* **TASK PROMPT**: What you give must be exactly the lines of the material from the first through the line that contains "positive clicks: (634, 451)", inclusive, and no others.

* **AVAILABLE DATA**:
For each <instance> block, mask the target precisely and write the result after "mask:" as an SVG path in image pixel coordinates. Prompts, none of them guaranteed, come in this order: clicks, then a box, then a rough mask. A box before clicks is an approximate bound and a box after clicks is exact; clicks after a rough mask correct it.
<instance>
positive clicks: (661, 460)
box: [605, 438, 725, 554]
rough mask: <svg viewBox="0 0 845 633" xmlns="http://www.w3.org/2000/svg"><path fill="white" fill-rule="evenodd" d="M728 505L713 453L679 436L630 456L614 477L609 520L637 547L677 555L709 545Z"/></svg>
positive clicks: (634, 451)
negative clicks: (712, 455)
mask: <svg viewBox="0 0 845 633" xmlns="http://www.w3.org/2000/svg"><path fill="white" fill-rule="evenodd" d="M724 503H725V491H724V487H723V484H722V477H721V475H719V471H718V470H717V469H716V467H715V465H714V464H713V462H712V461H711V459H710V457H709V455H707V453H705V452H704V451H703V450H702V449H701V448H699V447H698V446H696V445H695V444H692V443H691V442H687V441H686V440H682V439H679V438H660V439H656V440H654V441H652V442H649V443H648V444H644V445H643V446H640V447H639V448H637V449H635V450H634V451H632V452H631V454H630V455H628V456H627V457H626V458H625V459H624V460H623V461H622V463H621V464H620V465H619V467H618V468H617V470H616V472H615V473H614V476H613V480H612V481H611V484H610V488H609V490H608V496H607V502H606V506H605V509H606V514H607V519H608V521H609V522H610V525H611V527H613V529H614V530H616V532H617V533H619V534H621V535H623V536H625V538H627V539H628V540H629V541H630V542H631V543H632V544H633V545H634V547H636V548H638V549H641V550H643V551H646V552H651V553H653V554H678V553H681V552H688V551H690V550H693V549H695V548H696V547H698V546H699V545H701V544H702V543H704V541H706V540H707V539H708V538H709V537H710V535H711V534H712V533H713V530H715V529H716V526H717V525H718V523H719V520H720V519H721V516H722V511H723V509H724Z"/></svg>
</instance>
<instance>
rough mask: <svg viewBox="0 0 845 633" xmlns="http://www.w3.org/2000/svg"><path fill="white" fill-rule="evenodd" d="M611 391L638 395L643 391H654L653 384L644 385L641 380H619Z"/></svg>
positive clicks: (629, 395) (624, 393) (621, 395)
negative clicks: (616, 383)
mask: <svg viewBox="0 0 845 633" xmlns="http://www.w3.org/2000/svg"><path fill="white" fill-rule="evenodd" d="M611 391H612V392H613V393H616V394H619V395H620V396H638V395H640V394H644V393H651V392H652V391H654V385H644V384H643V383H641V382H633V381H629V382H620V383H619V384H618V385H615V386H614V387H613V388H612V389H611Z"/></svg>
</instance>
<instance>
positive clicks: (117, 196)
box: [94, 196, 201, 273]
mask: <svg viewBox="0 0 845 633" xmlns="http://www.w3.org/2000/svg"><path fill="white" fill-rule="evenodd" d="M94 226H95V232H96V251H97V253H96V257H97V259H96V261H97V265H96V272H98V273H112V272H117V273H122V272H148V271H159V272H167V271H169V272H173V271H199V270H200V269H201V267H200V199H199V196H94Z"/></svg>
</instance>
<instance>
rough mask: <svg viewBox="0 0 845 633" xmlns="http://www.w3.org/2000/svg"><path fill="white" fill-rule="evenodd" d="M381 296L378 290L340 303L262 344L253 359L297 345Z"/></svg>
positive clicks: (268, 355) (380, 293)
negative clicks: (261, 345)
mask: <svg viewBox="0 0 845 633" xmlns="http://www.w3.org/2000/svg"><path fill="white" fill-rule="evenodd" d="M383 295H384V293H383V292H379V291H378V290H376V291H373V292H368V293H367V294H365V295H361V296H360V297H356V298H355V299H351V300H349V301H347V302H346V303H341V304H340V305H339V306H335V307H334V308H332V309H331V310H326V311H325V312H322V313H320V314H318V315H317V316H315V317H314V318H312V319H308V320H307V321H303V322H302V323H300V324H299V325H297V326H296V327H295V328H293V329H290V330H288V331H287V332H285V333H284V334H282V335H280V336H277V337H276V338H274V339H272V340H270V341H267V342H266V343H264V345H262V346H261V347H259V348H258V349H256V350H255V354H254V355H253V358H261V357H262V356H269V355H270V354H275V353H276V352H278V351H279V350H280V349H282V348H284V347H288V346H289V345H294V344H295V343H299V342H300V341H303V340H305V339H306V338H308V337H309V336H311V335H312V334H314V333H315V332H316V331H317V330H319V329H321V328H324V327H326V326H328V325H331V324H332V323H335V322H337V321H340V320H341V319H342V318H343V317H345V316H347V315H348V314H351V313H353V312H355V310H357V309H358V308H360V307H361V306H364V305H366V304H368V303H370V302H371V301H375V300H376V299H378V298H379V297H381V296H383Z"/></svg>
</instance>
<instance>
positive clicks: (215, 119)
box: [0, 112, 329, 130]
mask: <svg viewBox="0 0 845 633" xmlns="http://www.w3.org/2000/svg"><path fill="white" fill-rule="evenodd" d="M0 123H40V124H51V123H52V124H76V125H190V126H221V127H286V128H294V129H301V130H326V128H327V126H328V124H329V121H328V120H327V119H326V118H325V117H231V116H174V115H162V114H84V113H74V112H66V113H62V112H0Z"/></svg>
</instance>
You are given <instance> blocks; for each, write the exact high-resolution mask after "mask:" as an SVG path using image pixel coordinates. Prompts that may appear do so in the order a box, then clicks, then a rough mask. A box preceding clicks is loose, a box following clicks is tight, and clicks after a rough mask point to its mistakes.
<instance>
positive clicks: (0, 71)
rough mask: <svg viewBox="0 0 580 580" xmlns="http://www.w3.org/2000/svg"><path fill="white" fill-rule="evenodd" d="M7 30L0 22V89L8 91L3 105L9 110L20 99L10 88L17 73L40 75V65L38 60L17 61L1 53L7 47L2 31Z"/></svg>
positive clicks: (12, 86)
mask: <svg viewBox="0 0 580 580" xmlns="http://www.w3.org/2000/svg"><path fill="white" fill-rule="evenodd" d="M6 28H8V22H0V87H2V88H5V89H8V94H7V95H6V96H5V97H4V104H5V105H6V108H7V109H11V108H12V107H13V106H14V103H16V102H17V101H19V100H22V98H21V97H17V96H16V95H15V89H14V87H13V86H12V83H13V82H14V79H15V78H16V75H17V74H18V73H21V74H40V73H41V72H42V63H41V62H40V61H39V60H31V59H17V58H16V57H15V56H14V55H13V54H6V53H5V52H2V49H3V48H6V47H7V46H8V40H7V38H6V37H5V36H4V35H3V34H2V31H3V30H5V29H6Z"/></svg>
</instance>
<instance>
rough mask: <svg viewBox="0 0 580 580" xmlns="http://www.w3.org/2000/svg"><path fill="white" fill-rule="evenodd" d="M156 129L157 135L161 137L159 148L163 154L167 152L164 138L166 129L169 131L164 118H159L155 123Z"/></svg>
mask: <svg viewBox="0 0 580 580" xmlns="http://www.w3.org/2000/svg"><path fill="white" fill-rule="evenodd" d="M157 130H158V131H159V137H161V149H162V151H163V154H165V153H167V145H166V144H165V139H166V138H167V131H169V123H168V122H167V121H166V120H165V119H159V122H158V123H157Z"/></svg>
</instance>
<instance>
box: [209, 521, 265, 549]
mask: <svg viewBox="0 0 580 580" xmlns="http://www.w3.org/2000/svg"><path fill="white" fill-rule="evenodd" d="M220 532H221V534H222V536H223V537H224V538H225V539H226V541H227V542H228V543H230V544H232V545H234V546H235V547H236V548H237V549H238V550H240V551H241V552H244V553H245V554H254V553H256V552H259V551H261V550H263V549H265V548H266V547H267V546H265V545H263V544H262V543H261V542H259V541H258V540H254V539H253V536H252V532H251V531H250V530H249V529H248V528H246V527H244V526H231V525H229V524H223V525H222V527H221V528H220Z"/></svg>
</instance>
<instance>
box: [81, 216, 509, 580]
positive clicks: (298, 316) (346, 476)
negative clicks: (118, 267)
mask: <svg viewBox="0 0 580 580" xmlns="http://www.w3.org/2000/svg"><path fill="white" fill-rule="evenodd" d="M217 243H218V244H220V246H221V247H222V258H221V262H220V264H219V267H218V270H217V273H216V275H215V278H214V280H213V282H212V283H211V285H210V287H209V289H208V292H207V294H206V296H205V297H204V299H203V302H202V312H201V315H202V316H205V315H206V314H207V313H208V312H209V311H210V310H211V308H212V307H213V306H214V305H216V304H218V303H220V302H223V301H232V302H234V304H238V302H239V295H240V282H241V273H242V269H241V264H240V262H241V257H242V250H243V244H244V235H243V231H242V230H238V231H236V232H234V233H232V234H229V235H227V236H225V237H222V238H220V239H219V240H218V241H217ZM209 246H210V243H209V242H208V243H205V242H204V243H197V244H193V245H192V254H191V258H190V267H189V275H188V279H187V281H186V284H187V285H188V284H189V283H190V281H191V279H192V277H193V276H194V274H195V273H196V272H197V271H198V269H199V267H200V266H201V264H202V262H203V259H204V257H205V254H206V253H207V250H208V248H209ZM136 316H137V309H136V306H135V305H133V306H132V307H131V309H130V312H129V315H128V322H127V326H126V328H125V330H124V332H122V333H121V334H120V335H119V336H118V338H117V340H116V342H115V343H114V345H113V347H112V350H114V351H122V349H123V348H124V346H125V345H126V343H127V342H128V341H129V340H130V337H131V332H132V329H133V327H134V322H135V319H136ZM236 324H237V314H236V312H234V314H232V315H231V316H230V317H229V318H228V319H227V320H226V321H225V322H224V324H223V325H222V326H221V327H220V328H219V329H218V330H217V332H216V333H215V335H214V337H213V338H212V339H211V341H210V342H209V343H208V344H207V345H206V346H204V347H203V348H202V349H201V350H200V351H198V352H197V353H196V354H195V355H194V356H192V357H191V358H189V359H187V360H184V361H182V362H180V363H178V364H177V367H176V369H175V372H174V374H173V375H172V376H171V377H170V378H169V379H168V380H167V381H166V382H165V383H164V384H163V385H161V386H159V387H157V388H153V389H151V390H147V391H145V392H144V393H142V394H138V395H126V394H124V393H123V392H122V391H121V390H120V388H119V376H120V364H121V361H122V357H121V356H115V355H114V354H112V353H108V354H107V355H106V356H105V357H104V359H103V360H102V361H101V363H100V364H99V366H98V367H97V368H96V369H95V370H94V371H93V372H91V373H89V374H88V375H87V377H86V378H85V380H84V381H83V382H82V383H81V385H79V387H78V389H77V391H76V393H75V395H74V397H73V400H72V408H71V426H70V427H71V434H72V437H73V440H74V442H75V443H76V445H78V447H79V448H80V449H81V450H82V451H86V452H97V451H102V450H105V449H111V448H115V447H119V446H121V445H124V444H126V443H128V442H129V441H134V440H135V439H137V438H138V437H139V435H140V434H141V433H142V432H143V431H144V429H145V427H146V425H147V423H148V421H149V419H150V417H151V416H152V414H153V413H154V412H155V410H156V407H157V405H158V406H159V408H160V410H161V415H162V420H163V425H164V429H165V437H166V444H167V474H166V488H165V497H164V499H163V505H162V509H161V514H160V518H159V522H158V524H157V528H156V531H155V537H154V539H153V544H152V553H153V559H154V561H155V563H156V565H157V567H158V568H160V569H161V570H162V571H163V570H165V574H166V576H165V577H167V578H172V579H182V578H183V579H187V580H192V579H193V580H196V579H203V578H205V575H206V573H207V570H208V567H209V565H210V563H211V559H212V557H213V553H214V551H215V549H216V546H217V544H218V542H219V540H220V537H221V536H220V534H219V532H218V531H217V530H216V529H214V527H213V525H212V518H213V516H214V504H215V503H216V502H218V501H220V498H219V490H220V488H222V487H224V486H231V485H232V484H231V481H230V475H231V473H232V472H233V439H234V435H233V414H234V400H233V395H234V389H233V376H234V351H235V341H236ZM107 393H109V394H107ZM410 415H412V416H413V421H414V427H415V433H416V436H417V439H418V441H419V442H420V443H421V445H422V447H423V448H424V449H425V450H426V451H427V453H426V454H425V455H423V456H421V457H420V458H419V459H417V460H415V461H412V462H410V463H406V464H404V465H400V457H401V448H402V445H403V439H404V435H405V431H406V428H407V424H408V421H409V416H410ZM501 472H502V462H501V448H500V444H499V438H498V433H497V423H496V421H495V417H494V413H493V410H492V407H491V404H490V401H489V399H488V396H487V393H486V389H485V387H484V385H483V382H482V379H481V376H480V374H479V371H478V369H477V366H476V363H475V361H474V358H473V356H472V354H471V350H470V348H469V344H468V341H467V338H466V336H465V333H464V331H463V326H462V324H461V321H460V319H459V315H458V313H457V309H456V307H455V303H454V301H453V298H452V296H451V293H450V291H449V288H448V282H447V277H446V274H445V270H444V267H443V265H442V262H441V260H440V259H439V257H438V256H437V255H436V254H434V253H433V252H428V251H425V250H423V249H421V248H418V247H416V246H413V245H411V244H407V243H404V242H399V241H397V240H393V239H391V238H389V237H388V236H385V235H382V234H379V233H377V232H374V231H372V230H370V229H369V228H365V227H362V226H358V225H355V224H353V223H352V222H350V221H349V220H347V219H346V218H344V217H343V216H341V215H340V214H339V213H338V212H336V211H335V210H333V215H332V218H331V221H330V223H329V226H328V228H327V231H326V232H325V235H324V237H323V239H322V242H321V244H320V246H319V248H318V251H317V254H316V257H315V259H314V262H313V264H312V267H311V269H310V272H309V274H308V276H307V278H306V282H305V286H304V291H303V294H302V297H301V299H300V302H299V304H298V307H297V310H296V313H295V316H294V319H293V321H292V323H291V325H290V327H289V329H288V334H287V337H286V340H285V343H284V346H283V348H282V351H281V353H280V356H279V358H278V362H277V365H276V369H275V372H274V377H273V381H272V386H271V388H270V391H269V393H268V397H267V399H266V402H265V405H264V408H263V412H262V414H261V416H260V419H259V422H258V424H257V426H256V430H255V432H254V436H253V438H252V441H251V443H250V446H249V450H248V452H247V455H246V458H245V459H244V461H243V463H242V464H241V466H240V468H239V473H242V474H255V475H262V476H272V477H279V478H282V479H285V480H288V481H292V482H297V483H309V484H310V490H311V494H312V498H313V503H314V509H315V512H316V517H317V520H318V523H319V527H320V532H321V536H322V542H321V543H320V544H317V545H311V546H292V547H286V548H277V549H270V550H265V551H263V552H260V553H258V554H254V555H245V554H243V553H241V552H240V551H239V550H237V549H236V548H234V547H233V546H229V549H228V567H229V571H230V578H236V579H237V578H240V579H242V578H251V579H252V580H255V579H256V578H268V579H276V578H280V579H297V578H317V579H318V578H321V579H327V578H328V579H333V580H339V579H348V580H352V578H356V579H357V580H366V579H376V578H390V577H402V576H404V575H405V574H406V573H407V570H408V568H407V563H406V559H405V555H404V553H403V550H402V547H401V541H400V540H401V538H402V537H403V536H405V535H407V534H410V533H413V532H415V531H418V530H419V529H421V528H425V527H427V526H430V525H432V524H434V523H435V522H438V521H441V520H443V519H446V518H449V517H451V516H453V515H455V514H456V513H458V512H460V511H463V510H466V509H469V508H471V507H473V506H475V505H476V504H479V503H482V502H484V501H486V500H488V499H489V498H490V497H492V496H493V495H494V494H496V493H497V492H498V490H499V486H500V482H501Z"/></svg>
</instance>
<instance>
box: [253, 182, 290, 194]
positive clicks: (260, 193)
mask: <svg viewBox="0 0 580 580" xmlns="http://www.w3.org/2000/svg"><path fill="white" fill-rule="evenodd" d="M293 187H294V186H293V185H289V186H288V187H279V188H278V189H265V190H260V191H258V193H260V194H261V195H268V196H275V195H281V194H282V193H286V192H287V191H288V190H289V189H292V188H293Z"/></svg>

* **TASK ANSWER**:
For each <instance> block, mask the target precisely and write the result after "mask:" as an SVG path in image pixel coordinates. Prompts, none of them guaranteed, come in this order: clicks, then a box, then a rough mask. A box before clicks is an approximate bound and a box after clicks is exact; clicks after a rough mask correct it.
<instance>
positive clicks: (661, 460)
box: [605, 438, 725, 554]
rough mask: <svg viewBox="0 0 845 633" xmlns="http://www.w3.org/2000/svg"><path fill="white" fill-rule="evenodd" d="M728 505L713 453L679 436L630 456L614 477L609 520L637 547L677 555L709 545Z"/></svg>
positive clicks: (634, 451)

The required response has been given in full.